┌─ Page text
This Glaswegian's one weird trick...

Not much in games makes me unhappy, but the story of co-op blow-em-up Scourge: Outbreak is an odd, slightly worrying one. It started life as The Scourge Project, a now hastily carpet-shoved episodic third person shooter that hit Steam in early 2010 to basically zero fanfare or reaction. That slippery Quinns gave some rather brutal quickfire thoughts back then and everybody moved on with their lives. The developers, in fact, moved on to putting it on console – which they describe rather well here, as well as admitting the failures of the first game. The next step? Take the console version (which reviewed poorly), which was stripped down to fit space requirements, and re-re-port it to PC. Still with me? Now we’re here, with a trailer and a demo, which you can read my thoughts on below.
└─
┌─ Material provided
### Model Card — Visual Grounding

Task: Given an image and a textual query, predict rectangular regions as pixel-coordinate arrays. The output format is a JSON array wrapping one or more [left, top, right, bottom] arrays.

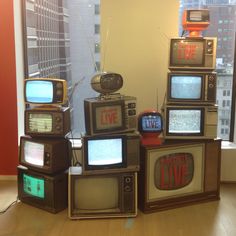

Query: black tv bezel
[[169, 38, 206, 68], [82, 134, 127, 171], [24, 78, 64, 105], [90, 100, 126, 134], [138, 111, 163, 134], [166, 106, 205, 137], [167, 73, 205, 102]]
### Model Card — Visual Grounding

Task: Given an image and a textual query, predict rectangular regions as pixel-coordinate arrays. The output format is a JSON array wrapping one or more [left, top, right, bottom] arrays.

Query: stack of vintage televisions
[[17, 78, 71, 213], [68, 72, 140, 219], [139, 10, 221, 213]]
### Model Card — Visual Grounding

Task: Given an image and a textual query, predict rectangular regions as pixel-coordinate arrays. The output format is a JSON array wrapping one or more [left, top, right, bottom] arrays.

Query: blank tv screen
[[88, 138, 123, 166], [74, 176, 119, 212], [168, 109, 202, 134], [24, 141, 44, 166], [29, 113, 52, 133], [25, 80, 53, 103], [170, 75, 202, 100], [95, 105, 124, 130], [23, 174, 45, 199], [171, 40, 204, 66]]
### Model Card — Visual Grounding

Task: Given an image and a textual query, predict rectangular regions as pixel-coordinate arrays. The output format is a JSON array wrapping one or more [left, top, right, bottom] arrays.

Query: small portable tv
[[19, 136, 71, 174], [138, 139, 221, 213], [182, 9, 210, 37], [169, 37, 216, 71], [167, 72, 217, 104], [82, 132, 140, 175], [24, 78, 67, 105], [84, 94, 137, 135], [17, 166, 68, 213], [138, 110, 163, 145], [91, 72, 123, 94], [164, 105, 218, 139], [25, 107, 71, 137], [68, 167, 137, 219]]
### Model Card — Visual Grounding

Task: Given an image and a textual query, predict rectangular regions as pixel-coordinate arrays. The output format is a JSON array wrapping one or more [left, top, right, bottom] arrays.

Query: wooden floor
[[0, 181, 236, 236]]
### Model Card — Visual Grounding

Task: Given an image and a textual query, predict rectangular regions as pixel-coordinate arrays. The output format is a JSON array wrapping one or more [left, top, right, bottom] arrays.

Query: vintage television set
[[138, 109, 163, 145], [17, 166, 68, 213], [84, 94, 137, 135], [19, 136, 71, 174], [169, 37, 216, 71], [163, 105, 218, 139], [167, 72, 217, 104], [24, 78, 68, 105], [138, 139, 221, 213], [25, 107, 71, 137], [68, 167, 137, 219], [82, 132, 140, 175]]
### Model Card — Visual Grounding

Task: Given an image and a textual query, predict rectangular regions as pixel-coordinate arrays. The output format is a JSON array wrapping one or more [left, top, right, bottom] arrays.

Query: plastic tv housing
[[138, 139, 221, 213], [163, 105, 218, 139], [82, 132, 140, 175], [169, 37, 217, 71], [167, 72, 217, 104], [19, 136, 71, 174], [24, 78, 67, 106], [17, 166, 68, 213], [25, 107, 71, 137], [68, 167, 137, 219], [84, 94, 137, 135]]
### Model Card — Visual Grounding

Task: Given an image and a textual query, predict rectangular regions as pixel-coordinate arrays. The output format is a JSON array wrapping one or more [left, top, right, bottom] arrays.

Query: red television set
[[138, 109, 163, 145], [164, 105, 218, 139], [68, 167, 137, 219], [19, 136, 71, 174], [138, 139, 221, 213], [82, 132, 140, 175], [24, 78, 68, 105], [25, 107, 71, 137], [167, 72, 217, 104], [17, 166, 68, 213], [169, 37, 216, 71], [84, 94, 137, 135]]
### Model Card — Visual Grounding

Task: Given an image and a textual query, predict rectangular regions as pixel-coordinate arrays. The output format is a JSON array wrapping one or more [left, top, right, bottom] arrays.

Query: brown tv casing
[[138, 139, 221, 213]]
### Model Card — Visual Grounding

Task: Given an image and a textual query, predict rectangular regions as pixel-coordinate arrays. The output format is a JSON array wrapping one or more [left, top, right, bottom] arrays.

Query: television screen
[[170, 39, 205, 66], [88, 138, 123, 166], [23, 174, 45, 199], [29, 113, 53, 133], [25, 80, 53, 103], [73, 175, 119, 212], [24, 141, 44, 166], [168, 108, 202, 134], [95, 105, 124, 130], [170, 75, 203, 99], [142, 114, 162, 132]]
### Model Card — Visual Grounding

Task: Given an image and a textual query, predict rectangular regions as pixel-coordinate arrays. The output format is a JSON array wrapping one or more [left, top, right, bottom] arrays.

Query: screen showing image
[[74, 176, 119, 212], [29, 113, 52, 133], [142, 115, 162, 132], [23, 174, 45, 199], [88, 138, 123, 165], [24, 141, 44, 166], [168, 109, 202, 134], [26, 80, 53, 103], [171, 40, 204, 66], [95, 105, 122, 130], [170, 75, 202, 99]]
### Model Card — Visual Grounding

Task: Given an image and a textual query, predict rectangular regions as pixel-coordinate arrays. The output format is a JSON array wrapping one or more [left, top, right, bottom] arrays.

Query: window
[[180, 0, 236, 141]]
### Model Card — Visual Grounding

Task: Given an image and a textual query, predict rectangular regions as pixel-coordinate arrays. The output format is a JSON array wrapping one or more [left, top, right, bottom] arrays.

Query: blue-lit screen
└─
Given request 1:
Recast the rows, from their first line through the line containing "Query: black tv bezel", as a JSON list of strings with one string per line. Leave out blank lines and the picture.
Given request 2:
Continue the piece on Scourge: Outbreak from its last sentence.

Written response 1:
[
  "### Model Card — Visual Grounding",
  "Task: Given an image and a textual query, predict rectangular regions as pixel-coordinate arrays. The output format is a JSON array wrapping one or more [left, top, right, bottom] arrays.",
  "Query: black tv bezel"
]

Written response 2:
Surprise! It’s not particularly good. Taking rather liberally from Gears of War and Mass Effect, without any of the bombastic flare of the former or the best-game-series-of-all-time of the latter, it’s rather dull. Guns don’t give good feedback, feeling like pea-shooters as the colossally tanky enemies take shot after shot to the head. Human soldiers are simply dull to fight, but this quickly turns to frustration when the alien beasties show up. My frown rather deepened as even the most basic took two full shotgun blasts to the face as it scuttled past my cover, firing barely visible darts that drained health alarmingly fast.

Each of the four playable characters – my favourite of which is the incredibly named Tasya Semivolkova – has unique abilities charged by a substance called Ambrosia. Sadly, this is drained rather quickly and recharge points are few and far between, making basic run’n’gun 90% of your time. As for the people themselves, their stories are as generic as you’d expect, a court-martial here, a drug addiction there, bad voice acting and poor writing everywhere. I didn’t expect anything particularly better from so original a plot as “gee whiz, this corporation turned out to be evil” but it’s another disappointment on the pile either way.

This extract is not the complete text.